> _What is being asked_
Arrange everything in the listing from the line containing "Double-check for me: the bison head" down to the line containing "[144,170,160,180]" as a Markdown table. Use the columns Row and Line, number each row, and leave out blank lines.

** start Raw data **

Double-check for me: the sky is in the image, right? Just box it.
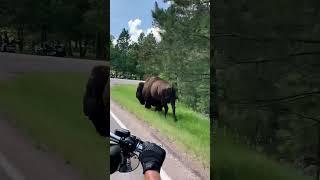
[110,0,170,41]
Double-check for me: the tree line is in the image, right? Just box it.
[0,0,109,59]
[110,0,210,114]
[211,0,320,177]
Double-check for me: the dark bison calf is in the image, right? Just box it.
[83,66,110,137]
[136,76,177,121]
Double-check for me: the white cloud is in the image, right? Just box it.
[128,19,143,42]
[167,1,174,6]
[128,19,163,42]
[146,27,163,42]
[112,39,117,46]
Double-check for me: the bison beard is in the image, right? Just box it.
[83,66,110,137]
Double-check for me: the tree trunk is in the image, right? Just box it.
[67,40,73,56]
[18,24,24,52]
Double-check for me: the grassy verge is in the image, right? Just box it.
[211,131,311,180]
[111,85,210,166]
[0,73,109,180]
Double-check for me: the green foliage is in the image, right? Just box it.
[211,129,312,180]
[211,0,320,176]
[0,0,107,59]
[0,73,109,180]
[111,0,210,115]
[110,85,210,167]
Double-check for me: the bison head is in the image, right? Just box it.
[136,82,145,105]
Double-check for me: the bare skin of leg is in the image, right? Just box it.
[144,170,160,180]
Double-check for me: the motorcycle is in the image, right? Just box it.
[110,129,144,173]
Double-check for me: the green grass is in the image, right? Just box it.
[0,73,109,180]
[111,85,210,167]
[211,131,311,180]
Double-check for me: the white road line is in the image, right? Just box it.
[0,152,25,180]
[110,109,171,180]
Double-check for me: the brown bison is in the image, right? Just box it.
[136,76,177,121]
[83,66,110,137]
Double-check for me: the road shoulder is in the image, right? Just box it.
[110,100,210,179]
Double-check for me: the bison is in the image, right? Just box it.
[83,66,110,137]
[136,76,177,121]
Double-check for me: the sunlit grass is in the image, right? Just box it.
[111,85,210,167]
[0,73,109,180]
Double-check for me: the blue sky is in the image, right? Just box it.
[110,0,169,41]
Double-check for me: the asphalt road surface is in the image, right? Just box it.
[110,78,209,180]
[0,53,106,180]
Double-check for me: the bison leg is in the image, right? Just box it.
[164,103,168,118]
[171,101,177,121]
[156,105,162,111]
[144,102,151,109]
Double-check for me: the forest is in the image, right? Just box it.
[110,0,210,115]
[0,0,109,60]
[210,0,320,180]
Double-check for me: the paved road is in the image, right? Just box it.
[0,53,106,180]
[110,78,209,180]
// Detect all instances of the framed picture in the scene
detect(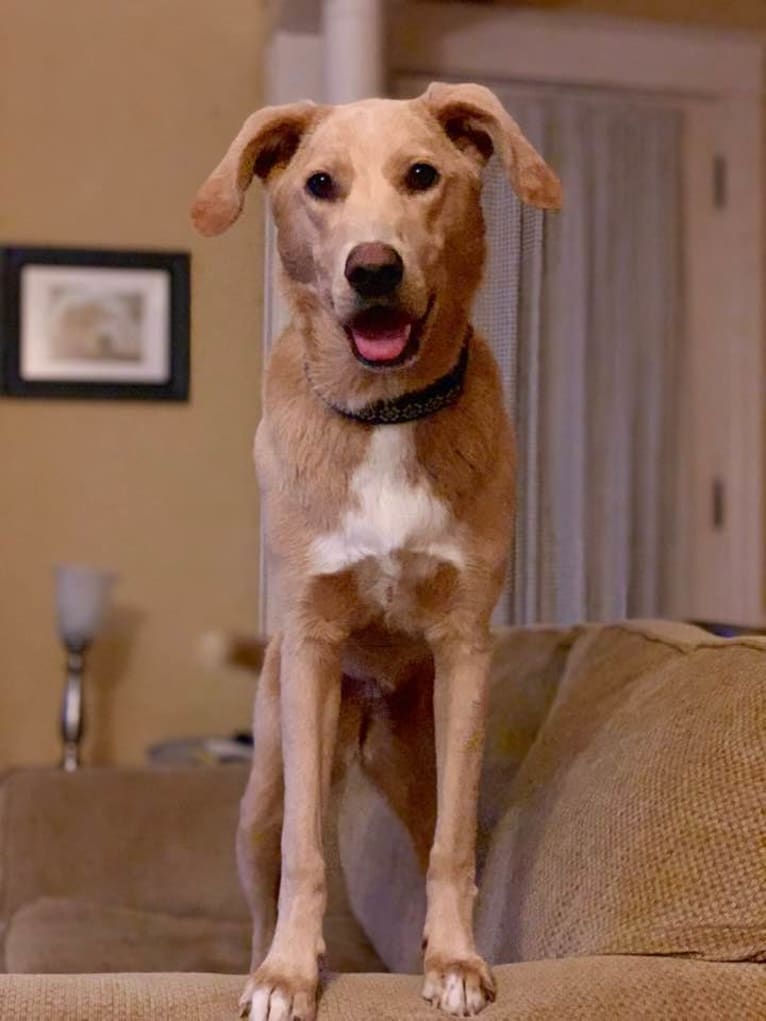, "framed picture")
[0,247,189,400]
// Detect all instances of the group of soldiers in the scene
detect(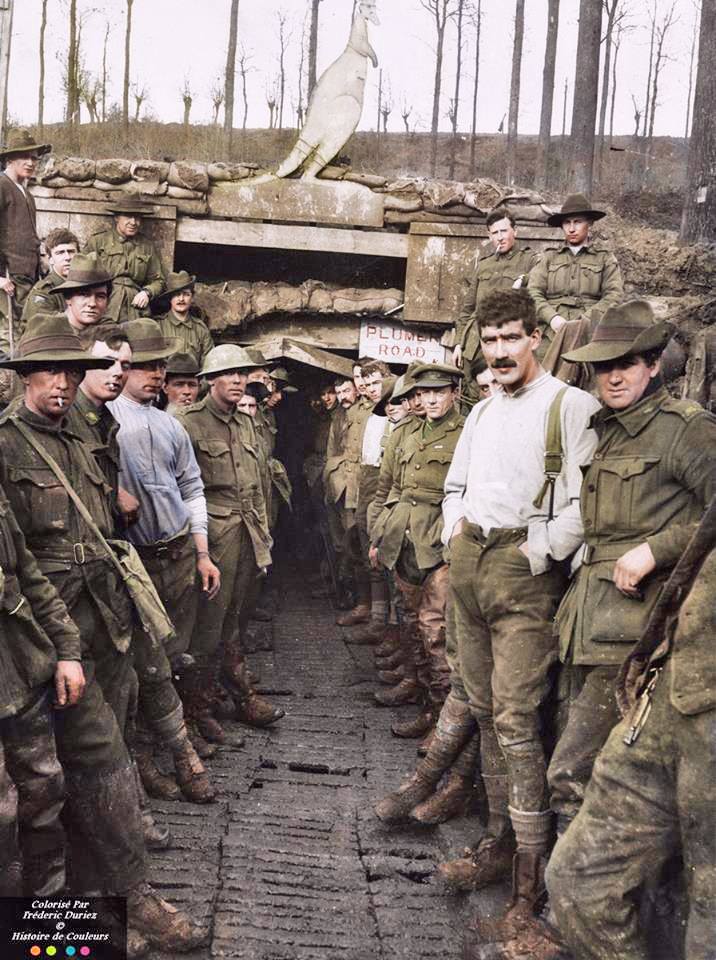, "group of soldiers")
[0,122,716,960]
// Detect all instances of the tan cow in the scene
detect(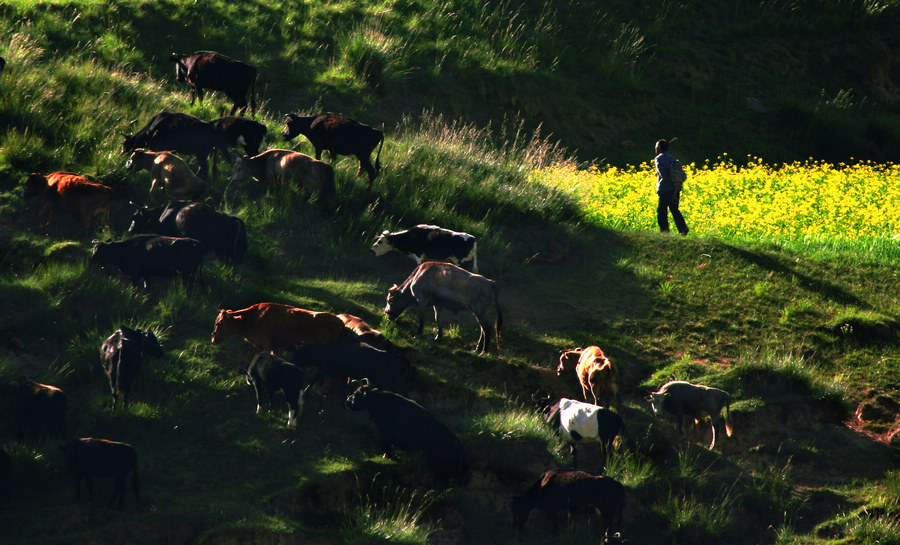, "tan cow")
[556,346,621,407]
[23,172,113,236]
[125,148,206,201]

** end Raw data **

> _Answer for the task_
| Row | Line |
|---|---|
| 1 | Double-check for me: the bison head is in the image, right? Just box it. |
| 2 | [136,82,145,105] |
| 3 | Double-check for me: the bare skin of leg is in the image, right? Just box it. |
| 4 | [144,170,160,180] |